▶ **What the exercise asks**
Pick out every line in the listing below that contains the string "green", and copy each one in full. Case counts when matching.

▶ **Provided records**
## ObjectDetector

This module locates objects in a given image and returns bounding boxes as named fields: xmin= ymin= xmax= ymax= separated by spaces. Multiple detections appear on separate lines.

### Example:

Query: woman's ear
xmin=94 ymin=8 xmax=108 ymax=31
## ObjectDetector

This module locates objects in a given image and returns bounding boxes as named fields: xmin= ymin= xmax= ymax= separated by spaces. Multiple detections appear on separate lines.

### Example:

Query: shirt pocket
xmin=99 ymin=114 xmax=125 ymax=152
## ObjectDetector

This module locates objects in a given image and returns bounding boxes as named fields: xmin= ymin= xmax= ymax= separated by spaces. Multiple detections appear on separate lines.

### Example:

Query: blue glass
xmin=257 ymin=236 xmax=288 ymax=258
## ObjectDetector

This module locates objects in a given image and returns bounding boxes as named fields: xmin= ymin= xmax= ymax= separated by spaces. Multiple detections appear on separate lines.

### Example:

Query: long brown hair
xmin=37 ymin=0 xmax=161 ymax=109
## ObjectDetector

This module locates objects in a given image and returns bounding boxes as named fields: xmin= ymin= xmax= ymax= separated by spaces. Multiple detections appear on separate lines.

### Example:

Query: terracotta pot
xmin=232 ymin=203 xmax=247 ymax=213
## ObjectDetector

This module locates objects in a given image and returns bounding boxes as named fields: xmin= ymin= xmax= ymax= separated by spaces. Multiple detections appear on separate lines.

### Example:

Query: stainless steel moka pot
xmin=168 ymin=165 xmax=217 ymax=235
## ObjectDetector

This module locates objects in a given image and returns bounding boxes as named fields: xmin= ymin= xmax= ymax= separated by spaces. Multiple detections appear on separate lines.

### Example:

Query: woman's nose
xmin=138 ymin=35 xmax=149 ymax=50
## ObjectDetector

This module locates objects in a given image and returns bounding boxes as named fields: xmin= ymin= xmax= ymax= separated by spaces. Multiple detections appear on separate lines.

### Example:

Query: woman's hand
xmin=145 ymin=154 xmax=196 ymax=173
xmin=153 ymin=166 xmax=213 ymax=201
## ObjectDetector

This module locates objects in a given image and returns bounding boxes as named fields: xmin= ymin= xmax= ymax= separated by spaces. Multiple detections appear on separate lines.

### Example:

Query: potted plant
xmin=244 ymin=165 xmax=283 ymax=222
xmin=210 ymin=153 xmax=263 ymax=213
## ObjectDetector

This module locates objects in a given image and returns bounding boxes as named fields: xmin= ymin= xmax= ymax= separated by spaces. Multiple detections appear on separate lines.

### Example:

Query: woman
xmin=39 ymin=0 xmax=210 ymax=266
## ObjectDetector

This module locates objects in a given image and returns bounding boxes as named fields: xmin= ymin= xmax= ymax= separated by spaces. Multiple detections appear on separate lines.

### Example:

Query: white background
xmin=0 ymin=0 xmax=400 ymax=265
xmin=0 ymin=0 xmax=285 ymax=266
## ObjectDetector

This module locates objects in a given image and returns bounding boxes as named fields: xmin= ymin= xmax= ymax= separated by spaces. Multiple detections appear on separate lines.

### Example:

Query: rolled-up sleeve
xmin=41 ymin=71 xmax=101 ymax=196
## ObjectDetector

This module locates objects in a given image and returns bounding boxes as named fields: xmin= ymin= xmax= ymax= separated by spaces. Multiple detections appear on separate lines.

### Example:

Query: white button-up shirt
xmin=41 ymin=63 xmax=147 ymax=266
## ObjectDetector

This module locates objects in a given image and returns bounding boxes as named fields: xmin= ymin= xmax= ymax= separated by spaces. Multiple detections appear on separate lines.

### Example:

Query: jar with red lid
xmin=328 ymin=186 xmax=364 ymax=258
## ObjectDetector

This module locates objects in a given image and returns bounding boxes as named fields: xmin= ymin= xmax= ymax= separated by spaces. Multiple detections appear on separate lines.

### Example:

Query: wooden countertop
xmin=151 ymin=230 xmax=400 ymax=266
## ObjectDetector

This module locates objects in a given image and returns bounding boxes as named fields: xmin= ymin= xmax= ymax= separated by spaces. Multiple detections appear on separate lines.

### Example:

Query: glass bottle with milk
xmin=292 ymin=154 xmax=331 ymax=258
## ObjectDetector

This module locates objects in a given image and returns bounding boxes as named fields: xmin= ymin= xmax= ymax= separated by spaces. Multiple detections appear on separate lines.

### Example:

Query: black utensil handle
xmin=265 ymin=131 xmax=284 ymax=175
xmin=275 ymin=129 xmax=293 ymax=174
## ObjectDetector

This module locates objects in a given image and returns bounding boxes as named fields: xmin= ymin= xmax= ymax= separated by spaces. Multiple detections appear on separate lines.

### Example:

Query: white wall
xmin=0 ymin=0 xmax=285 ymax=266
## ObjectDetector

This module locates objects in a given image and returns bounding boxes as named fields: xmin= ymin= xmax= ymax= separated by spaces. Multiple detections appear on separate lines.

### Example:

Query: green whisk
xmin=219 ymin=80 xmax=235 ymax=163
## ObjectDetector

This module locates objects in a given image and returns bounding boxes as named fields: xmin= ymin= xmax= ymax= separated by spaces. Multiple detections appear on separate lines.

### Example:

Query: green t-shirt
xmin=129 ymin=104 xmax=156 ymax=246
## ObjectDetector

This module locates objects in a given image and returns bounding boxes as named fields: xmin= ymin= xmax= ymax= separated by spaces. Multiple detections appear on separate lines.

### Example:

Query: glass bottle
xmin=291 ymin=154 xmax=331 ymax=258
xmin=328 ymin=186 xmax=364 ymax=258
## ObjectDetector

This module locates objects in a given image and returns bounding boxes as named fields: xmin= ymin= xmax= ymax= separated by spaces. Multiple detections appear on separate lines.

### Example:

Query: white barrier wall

▶ **Answer to the exercise**
Query: green whisk
Query: green t-shirt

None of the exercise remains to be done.